━━━ PAGE TEXT ━━━

In what has been described as the largest corruption scandal in the country in more than six decades, Chinese authorities have seized at least 90 billion yuan ($14.5 billion) in assets from family members and associates of former domestic security chief Zhou Yongkang – once also a member of the Politburo Standing Committee, China’s top decision-making body.
According to Reuters, more than 300 of Zhou’s relatives, political allies, proteges and staff have been taken into custody or questioned in the past four months, over allegations of favouritism and illegal profiteering – particularly when Zhou was at the helm of the China National Petroleum Corporation (CNPC) between 1996 and 1998.
The Daily Beast reported last year that Zhou’s family earned billions of dollars by investing in the oil business, when Zhou headed CNPC. Zhou’s eldest son also allegedly pocketed more than $1.6 billion from public projects in the city of Chongqing alone.

━━━ RECORD EXTRACTS ━━━

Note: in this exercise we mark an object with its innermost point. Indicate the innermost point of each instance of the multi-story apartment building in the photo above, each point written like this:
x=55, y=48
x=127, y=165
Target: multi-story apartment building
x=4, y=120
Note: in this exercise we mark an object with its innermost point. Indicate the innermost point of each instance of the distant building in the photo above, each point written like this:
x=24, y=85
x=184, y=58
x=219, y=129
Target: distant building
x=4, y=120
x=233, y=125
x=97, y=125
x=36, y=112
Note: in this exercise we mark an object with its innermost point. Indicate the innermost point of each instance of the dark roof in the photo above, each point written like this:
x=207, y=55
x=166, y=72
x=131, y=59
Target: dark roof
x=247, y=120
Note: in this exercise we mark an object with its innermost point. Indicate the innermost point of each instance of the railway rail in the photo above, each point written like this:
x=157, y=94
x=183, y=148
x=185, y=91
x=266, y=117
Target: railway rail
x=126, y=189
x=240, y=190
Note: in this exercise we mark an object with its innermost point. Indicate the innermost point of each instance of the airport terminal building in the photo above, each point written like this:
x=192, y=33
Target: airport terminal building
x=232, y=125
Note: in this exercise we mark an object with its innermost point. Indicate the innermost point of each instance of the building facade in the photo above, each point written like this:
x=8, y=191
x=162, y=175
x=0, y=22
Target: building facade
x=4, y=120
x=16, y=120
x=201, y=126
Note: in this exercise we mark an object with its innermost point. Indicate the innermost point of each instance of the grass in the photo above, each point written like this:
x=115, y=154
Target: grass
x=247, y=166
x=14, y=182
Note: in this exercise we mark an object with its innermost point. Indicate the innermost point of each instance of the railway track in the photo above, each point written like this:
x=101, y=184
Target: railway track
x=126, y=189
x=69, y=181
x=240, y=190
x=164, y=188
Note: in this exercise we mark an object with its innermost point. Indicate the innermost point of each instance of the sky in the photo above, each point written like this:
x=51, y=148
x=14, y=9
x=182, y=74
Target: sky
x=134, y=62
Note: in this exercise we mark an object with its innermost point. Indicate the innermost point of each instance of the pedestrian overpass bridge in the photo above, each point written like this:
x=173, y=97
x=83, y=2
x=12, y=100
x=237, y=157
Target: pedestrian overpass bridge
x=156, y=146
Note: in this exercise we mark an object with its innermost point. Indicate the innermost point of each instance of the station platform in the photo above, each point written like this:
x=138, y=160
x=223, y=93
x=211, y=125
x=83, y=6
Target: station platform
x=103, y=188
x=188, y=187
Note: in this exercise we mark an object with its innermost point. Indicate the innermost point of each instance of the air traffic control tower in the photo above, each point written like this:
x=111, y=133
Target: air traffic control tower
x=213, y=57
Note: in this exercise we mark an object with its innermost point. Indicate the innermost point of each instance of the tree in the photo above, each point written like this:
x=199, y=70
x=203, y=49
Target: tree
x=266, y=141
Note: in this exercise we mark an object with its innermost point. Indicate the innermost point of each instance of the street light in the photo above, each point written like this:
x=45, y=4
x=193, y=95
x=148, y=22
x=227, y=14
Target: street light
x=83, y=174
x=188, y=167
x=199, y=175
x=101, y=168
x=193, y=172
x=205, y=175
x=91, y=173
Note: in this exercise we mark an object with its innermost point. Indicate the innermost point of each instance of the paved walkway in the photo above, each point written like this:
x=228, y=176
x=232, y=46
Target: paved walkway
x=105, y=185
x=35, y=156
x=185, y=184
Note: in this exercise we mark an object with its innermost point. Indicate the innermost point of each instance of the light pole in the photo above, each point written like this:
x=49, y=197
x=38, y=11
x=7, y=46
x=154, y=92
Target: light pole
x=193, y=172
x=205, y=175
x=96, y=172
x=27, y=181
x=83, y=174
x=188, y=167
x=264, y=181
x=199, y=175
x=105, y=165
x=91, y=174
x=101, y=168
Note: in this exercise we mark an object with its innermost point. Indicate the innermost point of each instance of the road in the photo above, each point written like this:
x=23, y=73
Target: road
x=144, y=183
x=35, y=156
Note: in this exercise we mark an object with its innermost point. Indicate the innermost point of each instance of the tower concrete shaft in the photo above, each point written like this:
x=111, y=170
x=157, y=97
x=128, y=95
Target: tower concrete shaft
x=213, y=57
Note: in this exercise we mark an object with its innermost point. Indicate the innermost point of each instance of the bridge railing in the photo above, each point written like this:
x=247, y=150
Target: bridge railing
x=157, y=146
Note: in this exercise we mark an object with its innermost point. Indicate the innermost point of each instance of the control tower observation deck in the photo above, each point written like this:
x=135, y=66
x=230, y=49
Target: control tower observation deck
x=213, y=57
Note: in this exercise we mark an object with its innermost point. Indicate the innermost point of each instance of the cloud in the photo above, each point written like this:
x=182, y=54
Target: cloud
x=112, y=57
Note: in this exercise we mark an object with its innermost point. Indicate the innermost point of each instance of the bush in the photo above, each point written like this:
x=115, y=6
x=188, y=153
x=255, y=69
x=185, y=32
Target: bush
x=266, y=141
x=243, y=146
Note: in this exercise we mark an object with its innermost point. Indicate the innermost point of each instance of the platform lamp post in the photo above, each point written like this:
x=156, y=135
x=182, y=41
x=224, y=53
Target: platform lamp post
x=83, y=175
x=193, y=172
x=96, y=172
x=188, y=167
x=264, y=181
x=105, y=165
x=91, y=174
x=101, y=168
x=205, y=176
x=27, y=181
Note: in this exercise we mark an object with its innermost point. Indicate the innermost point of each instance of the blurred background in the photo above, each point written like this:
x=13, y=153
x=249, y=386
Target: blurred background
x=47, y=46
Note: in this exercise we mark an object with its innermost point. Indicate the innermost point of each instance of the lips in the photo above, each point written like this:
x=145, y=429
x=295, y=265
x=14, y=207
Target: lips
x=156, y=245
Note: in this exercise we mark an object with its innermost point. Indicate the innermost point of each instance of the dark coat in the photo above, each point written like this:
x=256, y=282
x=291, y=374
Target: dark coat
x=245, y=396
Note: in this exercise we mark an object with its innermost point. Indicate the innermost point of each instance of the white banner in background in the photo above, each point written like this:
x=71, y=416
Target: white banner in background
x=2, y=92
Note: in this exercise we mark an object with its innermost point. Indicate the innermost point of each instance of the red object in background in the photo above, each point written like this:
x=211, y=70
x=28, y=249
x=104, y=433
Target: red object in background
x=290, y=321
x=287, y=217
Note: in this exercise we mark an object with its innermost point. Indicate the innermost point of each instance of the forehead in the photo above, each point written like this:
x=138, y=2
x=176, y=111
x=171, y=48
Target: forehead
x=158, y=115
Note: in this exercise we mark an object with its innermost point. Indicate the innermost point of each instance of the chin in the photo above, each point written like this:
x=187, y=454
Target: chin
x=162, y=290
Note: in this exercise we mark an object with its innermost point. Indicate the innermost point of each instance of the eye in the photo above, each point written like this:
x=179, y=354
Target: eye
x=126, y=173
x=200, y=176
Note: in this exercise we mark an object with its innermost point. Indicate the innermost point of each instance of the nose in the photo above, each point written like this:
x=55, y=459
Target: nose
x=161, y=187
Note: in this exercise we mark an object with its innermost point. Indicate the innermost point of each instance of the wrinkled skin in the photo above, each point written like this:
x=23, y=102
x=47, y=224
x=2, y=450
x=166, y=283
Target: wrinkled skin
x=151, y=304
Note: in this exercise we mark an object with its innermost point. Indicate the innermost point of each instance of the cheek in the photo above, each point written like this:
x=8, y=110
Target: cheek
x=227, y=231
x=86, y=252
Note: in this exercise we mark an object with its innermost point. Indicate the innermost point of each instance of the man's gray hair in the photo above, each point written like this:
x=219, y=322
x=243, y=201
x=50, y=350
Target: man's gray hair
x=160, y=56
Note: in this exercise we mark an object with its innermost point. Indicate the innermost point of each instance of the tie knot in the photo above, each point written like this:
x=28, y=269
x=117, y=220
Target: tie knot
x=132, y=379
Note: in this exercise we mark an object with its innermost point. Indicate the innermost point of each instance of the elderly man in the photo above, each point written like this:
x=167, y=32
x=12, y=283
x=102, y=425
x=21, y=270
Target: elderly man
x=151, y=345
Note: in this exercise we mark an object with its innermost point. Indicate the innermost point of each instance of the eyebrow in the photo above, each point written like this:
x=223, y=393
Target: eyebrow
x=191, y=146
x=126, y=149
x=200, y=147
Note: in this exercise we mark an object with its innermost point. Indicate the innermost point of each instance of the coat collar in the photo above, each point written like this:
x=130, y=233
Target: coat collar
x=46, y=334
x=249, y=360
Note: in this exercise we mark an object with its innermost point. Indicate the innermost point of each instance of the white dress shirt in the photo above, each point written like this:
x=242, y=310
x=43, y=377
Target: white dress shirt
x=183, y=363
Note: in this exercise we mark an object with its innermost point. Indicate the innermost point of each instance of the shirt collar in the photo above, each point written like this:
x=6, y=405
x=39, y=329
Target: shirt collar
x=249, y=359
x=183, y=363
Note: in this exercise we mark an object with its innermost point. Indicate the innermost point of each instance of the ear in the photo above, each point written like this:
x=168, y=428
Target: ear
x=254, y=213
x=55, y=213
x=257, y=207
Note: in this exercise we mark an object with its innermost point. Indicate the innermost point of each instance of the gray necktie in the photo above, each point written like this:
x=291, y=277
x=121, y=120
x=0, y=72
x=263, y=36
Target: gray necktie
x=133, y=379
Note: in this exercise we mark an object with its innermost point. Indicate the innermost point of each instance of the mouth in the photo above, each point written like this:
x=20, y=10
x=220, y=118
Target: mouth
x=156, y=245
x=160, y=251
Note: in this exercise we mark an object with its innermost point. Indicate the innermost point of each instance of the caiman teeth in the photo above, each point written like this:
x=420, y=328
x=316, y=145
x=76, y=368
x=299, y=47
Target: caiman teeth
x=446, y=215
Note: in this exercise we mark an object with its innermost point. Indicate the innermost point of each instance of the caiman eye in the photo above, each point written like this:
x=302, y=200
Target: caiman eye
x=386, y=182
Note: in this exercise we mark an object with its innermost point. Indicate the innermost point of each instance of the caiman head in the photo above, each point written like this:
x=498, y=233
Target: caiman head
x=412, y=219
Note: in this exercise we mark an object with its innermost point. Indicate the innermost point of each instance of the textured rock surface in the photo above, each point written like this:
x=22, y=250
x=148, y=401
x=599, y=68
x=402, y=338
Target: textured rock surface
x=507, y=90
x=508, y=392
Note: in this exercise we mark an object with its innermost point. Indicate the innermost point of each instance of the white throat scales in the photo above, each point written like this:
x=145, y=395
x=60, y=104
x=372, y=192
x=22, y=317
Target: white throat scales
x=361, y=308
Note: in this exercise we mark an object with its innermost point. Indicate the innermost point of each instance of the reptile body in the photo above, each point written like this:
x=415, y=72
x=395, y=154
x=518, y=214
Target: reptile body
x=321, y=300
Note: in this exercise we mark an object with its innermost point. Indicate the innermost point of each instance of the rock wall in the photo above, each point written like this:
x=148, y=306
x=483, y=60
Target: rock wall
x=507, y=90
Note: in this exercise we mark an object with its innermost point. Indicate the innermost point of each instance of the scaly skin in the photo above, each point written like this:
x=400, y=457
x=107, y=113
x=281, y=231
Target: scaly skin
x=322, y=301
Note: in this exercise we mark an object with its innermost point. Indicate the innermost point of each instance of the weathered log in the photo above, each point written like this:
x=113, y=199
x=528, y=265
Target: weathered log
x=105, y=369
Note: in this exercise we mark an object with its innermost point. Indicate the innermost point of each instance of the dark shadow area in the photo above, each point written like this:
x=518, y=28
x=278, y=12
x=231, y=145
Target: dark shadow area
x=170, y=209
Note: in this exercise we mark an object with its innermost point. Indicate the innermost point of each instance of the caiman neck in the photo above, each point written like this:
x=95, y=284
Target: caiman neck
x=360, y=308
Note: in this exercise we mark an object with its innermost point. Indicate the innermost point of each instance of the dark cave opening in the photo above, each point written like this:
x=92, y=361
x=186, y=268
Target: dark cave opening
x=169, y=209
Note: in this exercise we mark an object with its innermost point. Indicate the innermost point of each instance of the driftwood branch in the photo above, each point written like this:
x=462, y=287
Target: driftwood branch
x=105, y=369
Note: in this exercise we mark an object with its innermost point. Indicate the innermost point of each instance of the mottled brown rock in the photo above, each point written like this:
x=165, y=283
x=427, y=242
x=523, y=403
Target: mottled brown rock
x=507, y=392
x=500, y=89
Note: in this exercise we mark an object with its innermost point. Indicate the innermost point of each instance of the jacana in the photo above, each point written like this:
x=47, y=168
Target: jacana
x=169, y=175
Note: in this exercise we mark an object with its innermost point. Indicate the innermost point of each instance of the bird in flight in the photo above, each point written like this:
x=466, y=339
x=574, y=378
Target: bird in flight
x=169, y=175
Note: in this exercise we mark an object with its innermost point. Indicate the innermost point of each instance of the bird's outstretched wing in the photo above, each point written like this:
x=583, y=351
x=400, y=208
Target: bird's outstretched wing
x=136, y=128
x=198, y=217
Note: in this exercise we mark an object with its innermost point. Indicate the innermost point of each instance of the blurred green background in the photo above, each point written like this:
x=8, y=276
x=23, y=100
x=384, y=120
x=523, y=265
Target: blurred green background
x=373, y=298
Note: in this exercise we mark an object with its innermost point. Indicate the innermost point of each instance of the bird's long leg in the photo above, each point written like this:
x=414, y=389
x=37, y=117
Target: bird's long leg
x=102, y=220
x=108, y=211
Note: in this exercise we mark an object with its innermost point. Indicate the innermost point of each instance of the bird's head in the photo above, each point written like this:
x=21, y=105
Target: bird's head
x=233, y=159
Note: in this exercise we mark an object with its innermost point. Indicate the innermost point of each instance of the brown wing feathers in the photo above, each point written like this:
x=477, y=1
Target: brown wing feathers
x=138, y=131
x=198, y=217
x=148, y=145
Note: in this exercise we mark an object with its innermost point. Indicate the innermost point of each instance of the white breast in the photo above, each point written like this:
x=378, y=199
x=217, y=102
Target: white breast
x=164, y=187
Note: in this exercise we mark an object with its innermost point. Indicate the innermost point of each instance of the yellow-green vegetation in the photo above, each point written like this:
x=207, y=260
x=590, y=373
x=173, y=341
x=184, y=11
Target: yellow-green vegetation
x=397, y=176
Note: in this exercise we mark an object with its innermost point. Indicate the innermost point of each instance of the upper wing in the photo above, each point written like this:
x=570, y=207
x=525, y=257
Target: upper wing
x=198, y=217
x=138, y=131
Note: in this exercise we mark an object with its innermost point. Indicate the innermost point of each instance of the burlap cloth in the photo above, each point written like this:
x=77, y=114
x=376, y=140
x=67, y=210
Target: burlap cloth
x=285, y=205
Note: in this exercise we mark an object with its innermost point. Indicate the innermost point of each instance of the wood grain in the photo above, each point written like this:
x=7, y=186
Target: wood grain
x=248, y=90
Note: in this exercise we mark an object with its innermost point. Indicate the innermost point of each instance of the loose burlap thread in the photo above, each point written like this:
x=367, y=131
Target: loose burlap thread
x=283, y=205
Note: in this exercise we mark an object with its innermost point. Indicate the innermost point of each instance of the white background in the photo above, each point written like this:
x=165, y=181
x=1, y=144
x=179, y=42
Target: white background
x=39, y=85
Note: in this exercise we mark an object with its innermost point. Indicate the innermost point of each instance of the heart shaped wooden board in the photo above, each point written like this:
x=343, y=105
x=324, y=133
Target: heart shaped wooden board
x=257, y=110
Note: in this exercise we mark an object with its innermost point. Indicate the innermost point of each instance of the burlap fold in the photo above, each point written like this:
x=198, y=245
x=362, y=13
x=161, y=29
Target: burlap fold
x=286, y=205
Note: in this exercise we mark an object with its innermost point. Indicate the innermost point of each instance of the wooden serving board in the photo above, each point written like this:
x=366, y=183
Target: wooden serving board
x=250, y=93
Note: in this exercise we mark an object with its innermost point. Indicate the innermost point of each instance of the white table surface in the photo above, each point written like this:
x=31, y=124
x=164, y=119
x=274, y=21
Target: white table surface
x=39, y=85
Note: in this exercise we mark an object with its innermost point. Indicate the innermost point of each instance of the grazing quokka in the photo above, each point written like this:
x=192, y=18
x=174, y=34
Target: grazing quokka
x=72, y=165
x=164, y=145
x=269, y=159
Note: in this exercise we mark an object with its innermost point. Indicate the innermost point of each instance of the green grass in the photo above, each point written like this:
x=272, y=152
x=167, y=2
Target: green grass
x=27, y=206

━━━

*THINGS TO DO*.
1) Please repeat the part of the corruption report that opens with "In what has" and closes with "top decision-making body.", switching "Chinese authorities" to "Beijing officials".
2) Summarize the corruption report in two sentences.

*ANSWERS FOR THE EXERCISE*.
1)
In what has been described as the largest corruption scandal in the country in more than six decades, Beijing officials have seized at least 90 billion yuan ($14.5 billion) in assets from family members and associates of former domestic security chief Zhou Yongkang – once also a member of the Politburo Standing Committee, China’s top decision-making body.

2) Chinese authorities have seized at least 90 billion yuan ($14.5 billion) in assets from family members and associates of former domestic security chief Zhou Yongkang, in what has been described as the country's largest corruption scandal in more than six decades. Over the past four months, more than 300 of his relatives, allies, proteges and staff have been detained or questioned over alleged favoritism and illegal profiteering, particularly from his time heading the China National Petroleum Corporation, when his family reportedly earned billions by investing in the oil business.